> [Page extract]
▬▬▬▬▬▬

Vietnam: Impact Of WTO Accession – An Analysis



Generally speaking, the WTO accession has created more opportunities and advantages than disadvantages to the Vietnamese economy.

However, without appropriate macroeconomic policies and necessary reforms, these opportunities sometimes did become challenges to Vietnam.

Accordingly, appropriate policy measures following the accession, especially in training and education, migrations, regional and social protection policies were of great importance.

  • Macroeconomic impacts:
  • When Vietnam joined the WTO, the world was facing the Great Recession. After the accession, impacts from the global market have become greater due to close connections with other markets, creating more risks to the Vietnamese economy. However, the increase in economic growth is also considerable due to great amount of investment.
  • The import of the heavy industry in Vietnam accelerated after the accession.
  • Vietnam switched from exporting primary commodities to exporting goods produced with high technologies.
  • Since the accession, Vietnam has diverted from agriculture-driven economy to focus more on developing industrial sectors. Areas requiring high technologies have become very attractive.
  • Impacts on agriculture:
  • Although the share of agriculture in GDP in Vietnam is decreasing, this field remains crucial to the Vietnamese economy. Agriculture is facing several issues after the accession including quality and competitiveness.
  • Impacts on the society:
  • The WTO accession has created several working opportunities for unemployed people.
  • It has also lessen the gap between the rich and the poor and eradicated several gender inequlities in Vientnam.
  • The number of juvenile laborers has largely decreased.



  1. a) Impact on the Economy:

Positive impacts on economic growth:

  • Trade liberalization was promoted following the accesion.
  • Market access was also improved for the country's exports.
  • After Vietnam joined the WTO, foreign capital flows strongly poured into the economy and improved the economic growth of Vietnam.
  • Import clearly has a greater growth due to increase in investment as well as higher average income, allowing access to foreign goods.
  • Approximately 5.7 million jobs were created prior to the accession (2000-2006).
  • The annual growth rate of the economy of Vietnam gradually increased from 2001 until 2005 and remained stable, reaching over 8% until 2007.
  • Limiting poverty. For instance, in the Red River Delta area, the figure for poverty decreased from 62.7% in 1993 to 8.8% in 2006.

Negative impacts on economic growth: inequalities among the citizens

  1. b) Impact on the Politics:
  • Market opening and international economic integration has put Vietnam's economy right at the door of opportunities and challenges.
  • Vietnamese law has become more transparent and uniform.
  • There has been a reduction in administrative procedure, creating flexibility in the market.
  • WTO accession has laid a good foundation for Vietnam's deeper integration into the world's economy.
  • The process of economic integration, particularly since Vietnam joined the WTO, however, revealed the immanent weaknesses of the Vietnamese economy.
  • The current situation requires an effective import-export strategy to improve efficiency of resource allocation, improve competitiveness of the economy and macroeconomic stability.

▬▬▬▬▬▬

> [Dataset excerpts]
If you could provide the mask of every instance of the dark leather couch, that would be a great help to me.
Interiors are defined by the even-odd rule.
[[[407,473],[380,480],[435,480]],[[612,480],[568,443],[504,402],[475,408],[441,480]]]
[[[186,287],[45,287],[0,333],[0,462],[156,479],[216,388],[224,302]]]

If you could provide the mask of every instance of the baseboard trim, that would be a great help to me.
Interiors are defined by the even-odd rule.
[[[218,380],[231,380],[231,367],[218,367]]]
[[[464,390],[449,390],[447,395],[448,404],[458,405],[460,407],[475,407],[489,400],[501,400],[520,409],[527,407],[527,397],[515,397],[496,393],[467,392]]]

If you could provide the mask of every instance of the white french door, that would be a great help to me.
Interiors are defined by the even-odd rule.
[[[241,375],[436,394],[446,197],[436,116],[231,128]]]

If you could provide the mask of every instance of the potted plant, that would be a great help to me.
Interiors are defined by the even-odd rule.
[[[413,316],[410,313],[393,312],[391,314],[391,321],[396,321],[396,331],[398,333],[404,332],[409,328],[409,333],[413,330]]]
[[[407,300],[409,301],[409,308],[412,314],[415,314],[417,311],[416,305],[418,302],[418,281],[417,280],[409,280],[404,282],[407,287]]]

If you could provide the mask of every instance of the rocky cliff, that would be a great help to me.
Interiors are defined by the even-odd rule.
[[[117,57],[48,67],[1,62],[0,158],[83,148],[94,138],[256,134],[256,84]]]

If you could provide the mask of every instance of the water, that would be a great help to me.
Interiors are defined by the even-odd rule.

▬▬▬▬▬▬

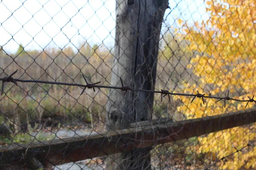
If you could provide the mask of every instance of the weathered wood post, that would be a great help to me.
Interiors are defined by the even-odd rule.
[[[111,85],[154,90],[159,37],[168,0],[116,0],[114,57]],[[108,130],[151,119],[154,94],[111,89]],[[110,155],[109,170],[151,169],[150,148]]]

▬▬▬▬▬▬

> [Exercise requirements]
1. In the Vietnam WTO analysis, how did the poverty figure for the Red River Delta area change?
2. Name every impact on society that the Vietnam WTO analysis lists.
Base every answer only on the Vietnam WTO analysis.

> [Full answers]
1. It fell from 62.7% in 1993 to 8.8% in 2006.

2.
- Working opportunities for unemployed people
- A smaller gap between the rich and the poor
- The eradication of several gender inequalities
- A large decrease in the number of juvenile laborers